The task:
Swap "skier" for "snowboarder" in the lines running from the one with "Indicate the distant" up to and including the last line, and give back only those lines, otherwise unchanged.

Dataset extract:

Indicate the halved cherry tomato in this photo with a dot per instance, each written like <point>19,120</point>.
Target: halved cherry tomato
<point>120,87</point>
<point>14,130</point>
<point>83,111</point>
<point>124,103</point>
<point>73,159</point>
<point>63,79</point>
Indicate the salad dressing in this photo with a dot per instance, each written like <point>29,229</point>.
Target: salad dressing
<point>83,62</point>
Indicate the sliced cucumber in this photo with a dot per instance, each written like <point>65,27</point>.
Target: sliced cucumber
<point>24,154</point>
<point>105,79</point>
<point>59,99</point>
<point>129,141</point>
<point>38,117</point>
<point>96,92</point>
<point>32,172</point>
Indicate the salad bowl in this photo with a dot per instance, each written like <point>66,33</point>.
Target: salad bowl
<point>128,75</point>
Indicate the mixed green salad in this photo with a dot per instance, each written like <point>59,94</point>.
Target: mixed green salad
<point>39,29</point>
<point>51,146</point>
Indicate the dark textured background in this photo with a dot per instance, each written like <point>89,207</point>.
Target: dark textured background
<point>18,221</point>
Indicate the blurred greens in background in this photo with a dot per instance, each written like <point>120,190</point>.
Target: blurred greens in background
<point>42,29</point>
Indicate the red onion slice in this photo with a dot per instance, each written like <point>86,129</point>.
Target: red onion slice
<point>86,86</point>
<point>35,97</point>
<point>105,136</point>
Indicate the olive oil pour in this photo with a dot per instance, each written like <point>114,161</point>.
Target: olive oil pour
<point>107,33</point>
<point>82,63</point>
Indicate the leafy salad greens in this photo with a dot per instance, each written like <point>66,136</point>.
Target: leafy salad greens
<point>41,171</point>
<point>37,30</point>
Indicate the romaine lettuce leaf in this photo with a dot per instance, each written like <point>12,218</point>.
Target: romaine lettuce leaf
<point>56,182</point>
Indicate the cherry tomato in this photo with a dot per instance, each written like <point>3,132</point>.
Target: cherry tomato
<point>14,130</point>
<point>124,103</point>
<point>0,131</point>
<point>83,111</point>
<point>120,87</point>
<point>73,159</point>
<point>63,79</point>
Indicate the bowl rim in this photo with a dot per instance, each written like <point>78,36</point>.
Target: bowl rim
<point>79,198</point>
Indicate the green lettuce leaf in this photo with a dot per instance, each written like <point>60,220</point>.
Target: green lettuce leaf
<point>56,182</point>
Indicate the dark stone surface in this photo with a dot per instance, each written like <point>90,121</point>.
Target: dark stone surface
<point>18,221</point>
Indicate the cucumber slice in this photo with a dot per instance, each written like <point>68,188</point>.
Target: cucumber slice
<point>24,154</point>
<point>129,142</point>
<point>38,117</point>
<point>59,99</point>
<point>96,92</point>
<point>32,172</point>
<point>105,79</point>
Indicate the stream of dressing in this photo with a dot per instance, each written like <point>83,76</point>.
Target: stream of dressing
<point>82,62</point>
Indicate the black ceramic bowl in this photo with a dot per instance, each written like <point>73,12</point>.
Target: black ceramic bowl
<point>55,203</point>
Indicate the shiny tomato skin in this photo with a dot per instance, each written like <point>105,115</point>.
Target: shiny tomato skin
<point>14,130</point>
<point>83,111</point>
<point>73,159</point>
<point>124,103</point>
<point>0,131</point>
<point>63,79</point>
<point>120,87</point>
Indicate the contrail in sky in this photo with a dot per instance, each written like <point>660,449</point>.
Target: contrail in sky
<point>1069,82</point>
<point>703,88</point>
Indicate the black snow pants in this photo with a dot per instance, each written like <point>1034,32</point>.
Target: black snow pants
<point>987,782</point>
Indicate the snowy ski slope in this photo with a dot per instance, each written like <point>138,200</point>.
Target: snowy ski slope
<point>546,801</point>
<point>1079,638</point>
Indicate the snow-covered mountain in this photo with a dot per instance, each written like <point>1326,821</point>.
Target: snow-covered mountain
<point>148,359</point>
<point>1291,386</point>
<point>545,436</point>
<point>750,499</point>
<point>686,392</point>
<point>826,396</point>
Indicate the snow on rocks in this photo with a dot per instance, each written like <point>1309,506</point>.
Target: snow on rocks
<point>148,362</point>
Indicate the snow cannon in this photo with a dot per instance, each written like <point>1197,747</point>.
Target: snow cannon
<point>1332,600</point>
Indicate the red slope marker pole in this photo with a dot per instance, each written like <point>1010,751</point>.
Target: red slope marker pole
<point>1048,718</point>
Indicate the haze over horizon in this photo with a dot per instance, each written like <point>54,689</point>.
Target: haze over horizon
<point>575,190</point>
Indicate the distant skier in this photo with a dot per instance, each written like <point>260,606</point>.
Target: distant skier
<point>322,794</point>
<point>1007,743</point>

Reply:
Indicate the distant snowboarder in this photo with a dot per instance, each written like <point>260,606</point>.
Target: distant snowboarder
<point>322,794</point>
<point>1007,743</point>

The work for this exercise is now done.